### Records for the task
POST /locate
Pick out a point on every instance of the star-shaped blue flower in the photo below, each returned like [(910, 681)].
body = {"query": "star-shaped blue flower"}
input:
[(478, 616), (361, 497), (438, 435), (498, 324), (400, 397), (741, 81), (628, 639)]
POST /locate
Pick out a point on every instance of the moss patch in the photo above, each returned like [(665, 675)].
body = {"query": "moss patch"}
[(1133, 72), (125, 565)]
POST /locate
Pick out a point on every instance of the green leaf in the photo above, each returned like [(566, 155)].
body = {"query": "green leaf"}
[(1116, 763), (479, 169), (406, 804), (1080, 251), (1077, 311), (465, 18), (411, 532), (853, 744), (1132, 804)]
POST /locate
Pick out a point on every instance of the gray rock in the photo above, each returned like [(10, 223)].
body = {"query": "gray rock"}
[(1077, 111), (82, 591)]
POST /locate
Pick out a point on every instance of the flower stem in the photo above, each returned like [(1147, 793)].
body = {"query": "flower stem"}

### Stated problem
Print all of the lines above again, unchanged, character for character.

### The solution
POST /locate
Pick out a point on every instance of the star-shaped blue flower in the photo below, each returned like [(910, 681)].
body = {"query": "star-shaped blue flower"}
input:
[(478, 616), (361, 497), (438, 435), (498, 324), (400, 397), (741, 81), (628, 639)]
POST /locate
Pick out a point on every instance of the moss patch in the photo above, each returned like [(665, 675)].
body = {"query": "moss patch"}
[(1133, 72), (125, 565)]
POST /locate
Pick out a point on every instance of the green leaf in the photo above, each returned like [(566, 155)].
body = {"query": "green leaf"}
[(1116, 763), (479, 169), (406, 804), (1080, 251), (1077, 311), (465, 18), (411, 532), (853, 744), (1132, 804)]
POST /locate
Pick out a point on every instance of the gray rock in the photo above, each returned like [(10, 223)].
body = {"query": "gray rock"}
[(1077, 111), (82, 591)]
POST /locate
Pick out a point on every instance of the flower stem in the photo above, each returned like [(1147, 793)].
body = {"query": "flower stem"}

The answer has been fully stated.